▶ [Task prompt]:
Transcribe the records word for word, leaving nothing out.

(Source records)
========

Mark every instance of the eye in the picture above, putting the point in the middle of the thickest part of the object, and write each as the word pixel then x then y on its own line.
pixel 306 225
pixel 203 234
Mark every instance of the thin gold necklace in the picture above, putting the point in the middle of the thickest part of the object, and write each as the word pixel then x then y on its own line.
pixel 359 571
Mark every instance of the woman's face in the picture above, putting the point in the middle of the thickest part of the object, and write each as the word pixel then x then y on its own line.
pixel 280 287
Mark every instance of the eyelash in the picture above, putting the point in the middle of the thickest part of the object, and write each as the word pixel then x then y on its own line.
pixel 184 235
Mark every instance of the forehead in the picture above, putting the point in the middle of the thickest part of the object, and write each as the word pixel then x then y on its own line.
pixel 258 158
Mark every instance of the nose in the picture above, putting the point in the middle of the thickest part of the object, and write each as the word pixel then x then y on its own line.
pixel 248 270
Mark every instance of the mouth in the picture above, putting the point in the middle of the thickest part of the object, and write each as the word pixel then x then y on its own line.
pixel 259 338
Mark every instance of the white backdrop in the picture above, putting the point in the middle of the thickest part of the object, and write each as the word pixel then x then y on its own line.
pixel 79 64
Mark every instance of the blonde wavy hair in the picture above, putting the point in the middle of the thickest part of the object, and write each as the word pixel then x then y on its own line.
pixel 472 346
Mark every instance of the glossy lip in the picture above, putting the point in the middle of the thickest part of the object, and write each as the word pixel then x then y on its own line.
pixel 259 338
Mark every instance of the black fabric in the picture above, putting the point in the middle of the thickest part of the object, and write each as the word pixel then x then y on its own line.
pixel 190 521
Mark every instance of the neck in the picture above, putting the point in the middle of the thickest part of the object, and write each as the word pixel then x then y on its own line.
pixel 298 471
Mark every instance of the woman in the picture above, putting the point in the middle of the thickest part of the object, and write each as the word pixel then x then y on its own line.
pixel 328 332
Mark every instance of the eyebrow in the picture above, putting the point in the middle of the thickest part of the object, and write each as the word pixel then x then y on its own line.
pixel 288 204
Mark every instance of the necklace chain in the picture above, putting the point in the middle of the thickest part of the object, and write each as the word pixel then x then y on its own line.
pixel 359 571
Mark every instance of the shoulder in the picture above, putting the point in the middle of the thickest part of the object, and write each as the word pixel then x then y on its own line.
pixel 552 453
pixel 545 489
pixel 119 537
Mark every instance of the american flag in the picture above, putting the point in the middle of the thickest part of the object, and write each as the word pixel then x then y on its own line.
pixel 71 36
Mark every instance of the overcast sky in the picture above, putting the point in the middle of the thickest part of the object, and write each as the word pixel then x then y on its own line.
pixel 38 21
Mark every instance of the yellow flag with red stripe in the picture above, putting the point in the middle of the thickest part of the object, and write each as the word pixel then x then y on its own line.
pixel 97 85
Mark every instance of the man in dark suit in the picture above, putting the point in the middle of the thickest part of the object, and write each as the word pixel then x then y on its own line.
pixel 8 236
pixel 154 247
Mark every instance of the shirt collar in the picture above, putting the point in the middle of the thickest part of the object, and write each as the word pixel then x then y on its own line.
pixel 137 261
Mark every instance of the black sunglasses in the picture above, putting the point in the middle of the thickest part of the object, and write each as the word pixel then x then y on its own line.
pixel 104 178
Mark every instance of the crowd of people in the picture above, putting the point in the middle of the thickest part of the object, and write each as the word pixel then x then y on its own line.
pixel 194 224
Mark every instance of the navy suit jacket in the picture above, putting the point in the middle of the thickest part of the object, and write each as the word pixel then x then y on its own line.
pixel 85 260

========

▶ [Task solution]:
Mark every instance of the eye in the picture above, putting the point in the middle of the thickest part of the object, and write each as the word pixel then x then y on its own line.
pixel 306 225
pixel 203 234
Mark every instance of the thin gold necklace in the picture above, putting the point in the middle of the thickest part of the object, and write each as the word pixel then x then y on its own line.
pixel 359 571
Mark every instance of the woman's face in the picture above, putting the point in the middle of the thickest part of the object, and write each as the word pixel then x then y on its own line.
pixel 280 287
Mark every instance of the eyelash in the picture above, putting the point in the middle of the thickest part of the object, and write each as the word pixel then x then y on its own line.
pixel 184 235
Mark every instance of the forehead in the picture above, putting the point in the middle of the thickest part of the object, and write each as the word pixel then x then y on its own line.
pixel 258 158
Mark every instance of the nose in the picture above, putting the point in the middle of the thickest part of the object, and write each as the word pixel then x then y on its own line.
pixel 248 270
Mark every instance of the mouth in the picture above, putting the point in the middle of the thickest part of the object, and write each as the word pixel then x then y on its own line.
pixel 259 338
Mark every instance of the white backdrop in the picture above, putting the point in the middle of the thickest part of the object, and write each as the word pixel then x then y on its own line.
pixel 79 64
Mark every instance of the blonde wavy hair in the picture above, putting the point in the middle of the thickest part of the object, and write each as the word pixel then x then y on its own line.
pixel 472 346
Mark every instance of the glossy lip in the picture above, putting the point in the middle of the thickest part of the object, and write each as the word pixel then x then y on its own line.
pixel 259 338
Mark every instance of the black fabric in the picture above, putting the point in the middle of the thickest part of the object, and write each as the word pixel then x then y on its own line.
pixel 190 521
Mark every instance of the neck in the picture above, putting the point in the middle of the thickest part of the object, and write each as the word pixel then x then y on its own line.
pixel 298 471
Mark every instance of the woman in the picture above, putting the point in the middle of the thickest part of the object, and write each as the word pixel then x then y on its own line.
pixel 328 332
Mark every instance of the eyebrow in the picture above, putting the point in the middle of the thickest part of the object, and write each as the word pixel then x then y on its own line.
pixel 288 204
Mark every instance of the necklace chain in the picture above, putting the point in the middle of the thickest part of the object, and write each as the word pixel then x then y on its own line.
pixel 359 571
Mark every instance of the shoulder in the picture above, putting the point in the middle of the thickest part of the object, and write each as the word pixel then x then y on its own line.
pixel 552 453
pixel 545 489
pixel 119 537
Mark every instance of the american flag in the picture above, putting the point in the middle of the thickest part of the object, and write each as the word pixel then x then y on its own line.
pixel 71 36
Mark every instance of the overcast sky in the picture above, putting the point in the middle of the thickest part of the object, and write each as the word pixel then x then y on its own line.
pixel 38 21
Mark every instance of the yellow flag with red stripe in the picture above, putting the point in the middle of the thickest part of the object, and write each as the word pixel then x then y on its own line.
pixel 97 85
Mark every instance of the man in dark suit in the picture above, putting the point in the middle of the thickest part of the object, and write each as the word pixel then x then y on its own line.
pixel 8 236
pixel 154 247
Mark every instance of the shirt collar in the picture above, putting the point in the middle of the thickest part of the object, and write each as the word pixel then x then y on its own line.
pixel 137 261
Mark every instance of the black sunglasses in the picture above, putting the point in the middle of the thickest part of the object, and write each as the word pixel then x then y on its own line.
pixel 104 178
Mark every instance of the crowd of people in the picture above, putting the point in the middle of the thickest part of the object, and write each as the word pixel then x then y on its own line.
pixel 194 224
Mark every instance of the navy suit jacket in the picture above, putting the point in the middle of the thickest part of the object, and write each as the word pixel then x then y on its own line.
pixel 85 260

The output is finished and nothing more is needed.